◆ Exercise brief
When you reach the records below, output each one exactly.

◆ Records for processing
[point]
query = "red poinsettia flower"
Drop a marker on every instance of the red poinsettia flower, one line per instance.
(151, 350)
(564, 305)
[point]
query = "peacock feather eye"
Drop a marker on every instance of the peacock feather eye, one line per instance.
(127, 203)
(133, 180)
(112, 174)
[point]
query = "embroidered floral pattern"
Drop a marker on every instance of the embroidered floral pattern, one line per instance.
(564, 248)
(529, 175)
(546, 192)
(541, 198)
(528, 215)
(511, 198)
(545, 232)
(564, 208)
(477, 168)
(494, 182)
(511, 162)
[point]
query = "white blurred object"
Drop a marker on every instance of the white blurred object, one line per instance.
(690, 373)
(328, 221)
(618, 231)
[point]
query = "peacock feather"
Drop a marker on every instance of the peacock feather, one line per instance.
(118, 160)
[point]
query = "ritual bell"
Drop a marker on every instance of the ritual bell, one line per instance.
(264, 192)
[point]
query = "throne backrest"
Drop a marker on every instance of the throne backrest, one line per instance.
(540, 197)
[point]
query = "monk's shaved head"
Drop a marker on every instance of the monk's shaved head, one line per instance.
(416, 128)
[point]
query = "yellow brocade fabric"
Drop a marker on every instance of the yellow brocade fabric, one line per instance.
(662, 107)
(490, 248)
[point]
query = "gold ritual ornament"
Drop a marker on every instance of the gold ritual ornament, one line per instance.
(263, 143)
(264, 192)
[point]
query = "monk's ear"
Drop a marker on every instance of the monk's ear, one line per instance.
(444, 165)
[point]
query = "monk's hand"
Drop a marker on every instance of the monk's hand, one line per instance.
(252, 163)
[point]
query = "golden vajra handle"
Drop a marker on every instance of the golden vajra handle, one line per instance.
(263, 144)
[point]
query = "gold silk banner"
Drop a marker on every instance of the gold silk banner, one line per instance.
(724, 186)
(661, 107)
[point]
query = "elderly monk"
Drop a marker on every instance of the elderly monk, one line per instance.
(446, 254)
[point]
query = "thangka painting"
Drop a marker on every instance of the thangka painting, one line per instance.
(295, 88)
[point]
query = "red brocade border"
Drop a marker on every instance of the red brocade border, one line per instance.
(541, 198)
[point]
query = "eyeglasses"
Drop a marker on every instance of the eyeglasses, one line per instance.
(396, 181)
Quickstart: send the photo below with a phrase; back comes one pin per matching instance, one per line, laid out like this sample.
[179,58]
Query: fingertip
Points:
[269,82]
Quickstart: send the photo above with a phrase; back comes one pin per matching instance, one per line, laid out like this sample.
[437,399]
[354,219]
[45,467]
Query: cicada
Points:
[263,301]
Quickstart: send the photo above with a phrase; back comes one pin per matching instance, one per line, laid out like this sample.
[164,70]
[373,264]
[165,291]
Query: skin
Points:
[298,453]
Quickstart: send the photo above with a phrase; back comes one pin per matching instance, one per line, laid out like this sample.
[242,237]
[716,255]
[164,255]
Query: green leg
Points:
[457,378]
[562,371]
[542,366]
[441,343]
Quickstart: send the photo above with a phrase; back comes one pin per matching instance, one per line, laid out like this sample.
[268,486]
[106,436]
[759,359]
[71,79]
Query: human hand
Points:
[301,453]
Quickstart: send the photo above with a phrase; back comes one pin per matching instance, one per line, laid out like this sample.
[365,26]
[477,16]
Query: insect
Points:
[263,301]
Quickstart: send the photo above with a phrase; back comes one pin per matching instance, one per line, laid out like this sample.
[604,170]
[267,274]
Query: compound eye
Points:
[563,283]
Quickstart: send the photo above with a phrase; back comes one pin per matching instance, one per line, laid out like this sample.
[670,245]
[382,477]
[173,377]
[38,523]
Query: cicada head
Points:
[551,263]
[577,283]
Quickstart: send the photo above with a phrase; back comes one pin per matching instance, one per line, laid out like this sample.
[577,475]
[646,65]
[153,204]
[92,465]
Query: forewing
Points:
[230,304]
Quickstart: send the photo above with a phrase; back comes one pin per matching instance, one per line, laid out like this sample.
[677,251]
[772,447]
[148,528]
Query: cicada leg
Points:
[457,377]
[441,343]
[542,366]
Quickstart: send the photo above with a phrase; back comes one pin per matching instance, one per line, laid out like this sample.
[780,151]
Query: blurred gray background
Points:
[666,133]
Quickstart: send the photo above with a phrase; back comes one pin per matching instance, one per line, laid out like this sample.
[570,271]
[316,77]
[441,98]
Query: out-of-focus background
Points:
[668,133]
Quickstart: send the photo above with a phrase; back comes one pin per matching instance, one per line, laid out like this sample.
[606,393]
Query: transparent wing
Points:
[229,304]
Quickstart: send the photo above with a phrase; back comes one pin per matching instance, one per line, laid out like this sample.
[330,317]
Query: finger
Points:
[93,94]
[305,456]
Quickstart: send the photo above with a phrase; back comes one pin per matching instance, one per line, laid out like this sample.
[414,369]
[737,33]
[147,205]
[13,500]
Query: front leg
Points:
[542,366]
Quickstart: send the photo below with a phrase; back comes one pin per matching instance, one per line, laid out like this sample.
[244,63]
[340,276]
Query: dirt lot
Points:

◆ Task solution
[point]
query = "red poinsettia flower"
Drop a marker on every instance of the red poinsettia flower, one line per instance.
(151, 350)
(564, 305)
[point]
query = "peacock feather eye"
Drop a marker on every instance of the peacock feather eye, one line per instance.
(127, 203)
(133, 180)
(112, 174)
[point]
query = "embroidered floral pattern"
Drop a marker on every instance of the embroidered floral pattern, one line per instance.
(564, 248)
(529, 175)
(546, 192)
(541, 198)
(528, 215)
(511, 198)
(545, 232)
(564, 208)
(477, 168)
(494, 182)
(511, 162)
[point]
query = "white blurred object"
Drop a marker on every instance of the white blurred object, one line per instance.
(690, 373)
(328, 221)
(618, 231)
[point]
query = "peacock feather"
Drop a marker on every instance of the peacock feather, one line per instance.
(118, 160)
[point]
query = "ritual bell"
Drop a marker on every instance of the ritual bell, one line per instance.
(264, 192)
[point]
query = "throne backrest"
Drop a marker on every instance of the throne backrest, one line per instance.
(540, 197)
[point]
query = "monk's shaved head"
Drop a marker on every instance of the monk's shaved head, one line per instance.
(416, 128)
[point]
query = "yellow brocade fabric"
Drop a marker on every instance of the yellow brocade fabric, one line per instance.
(662, 107)
(490, 248)
[point]
query = "gold ritual ornament"
Drop a marker on every instance of the gold ritual ornament, one line per instance.
(263, 143)
(264, 192)
[point]
query = "monk's ear"
Drop a marker on every instance of the monk's ear, one line per instance.
(444, 165)
[point]
query = "monk's hand"
Drop a marker on every instance of the monk's hand, one line per instance.
(252, 163)
[point]
query = "golden vajra handle"
Drop a marker on every instance of the golden vajra handle, one line per instance.
(263, 144)
[point]
query = "gold silk banner"
Drop a marker on every instance of the gold silk banner, one line per instance.
(724, 186)
(661, 107)
[point]
query = "elderly monk"
Drop a marker on every instance of the elderly monk, one line per instance.
(446, 254)
[point]
query = "thangka painting"
Drop a marker on every instance of the thangka painting, one line per instance.
(295, 88)
[point]
query = "red brocade border"
Drop a marker on every instance of the red brocade border, one line per instance.
(541, 198)
[point]
query = "eyeglasses"
Drop a marker on every instance of the eyeglasses, one line per instance.
(396, 181)
Quickstart: send the photo below with a phrase; back comes one pin per matching instance, one per line, laid out like this sample.
[179,58]
Query: fingertip
Points:
[269,82]
Quickstart: send the photo above with a phrase; back comes one pin per matching instance, one per line, laid out like this sample.
[437,399]
[354,219]
[45,467]
Query: cicada
Points:
[263,301]
Quickstart: send the photo above with a phrase; back comes one pin per matching instance, one per line, laid out like this sample.
[164,70]
[373,264]
[165,291]
Query: skin
Points:
[298,453]
Quickstart: send the photo above with a phrase; back comes one pin per matching instance, one per line, laid out like this sample.
[242,237]
[716,255]
[164,255]
Query: green leg
Points:
[457,378]
[562,371]
[542,366]
[441,343]
Quickstart: send the photo above with a phrase; back comes one pin per matching instance, one per line, laid out like this sample.
[268,486]
[106,436]
[759,359]
[71,79]
Query: human hand
Points:
[301,453]
Quickstart: send the photo above with a phrase; back comes one pin per matching instance, one per line, laid out like this sample.
[365,26]
[477,16]
Query: insect
Points:
[263,301]
Quickstart: send the photo above with a phrase; back comes one pin per matching instance, one per line, laid out like this sample.
[604,170]
[267,274]
Query: compound eye
Points:
[563,283]
Quickstart: send the photo above with a phrase; back comes one pin per matching instance, one per line, laid out like this sample.
[670,245]
[382,477]
[173,377]
[38,523]
Query: cicada head
Points:
[551,263]
[577,283]
Quickstart: send the photo above with a phrase; back comes one pin per matching instance, one per line, laid out like this sample.
[577,475]
[646,65]
[153,204]
[92,465]
Query: forewing
Points:
[230,304]
Quickstart: send the photo above with a phrase; back comes one pin per matching instance, one per line, laid out like this sample.
[677,251]
[772,447]
[148,528]
Query: cicada leg
Points:
[457,377]
[441,343]
[542,366]
Quickstart: send the photo above with a phrase; back comes one pin per matching instance, one per line, laid out like this sample.
[780,151]
Query: blurred gray background
Points:
[666,133]
Quickstart: send the photo above with a phrase; back comes one pin per matching instance, one per line, laid out like this sample.
[570,271]
[316,77]
[441,98]
Query: out-of-focus background
Points:
[668,133]
Quickstart: send the photo above with a phrase; back comes one pin per matching instance, one per line, laid out like this sample.
[606,393]
Query: transparent wing
Points:
[229,304]
Quickstart: send the photo above with a phrase; back comes one pin per matching instance, one per line, laid out like this sample.
[330,317]
Query: finger
Points:
[93,94]
[305,456]
Quickstart: send the photo above with a phrase; back comes one pin per matching instance, one per line, laid out like this sample.
[414,369]
[737,33]
[147,205]
[13,500]
Query: front leg
Points:
[542,366]
Quickstart: send the photo below with a phrase; back comes one pin per matching instance, one per line, laid out like this sample.
[244,63]
[340,276]
Query: dirt lot
Points:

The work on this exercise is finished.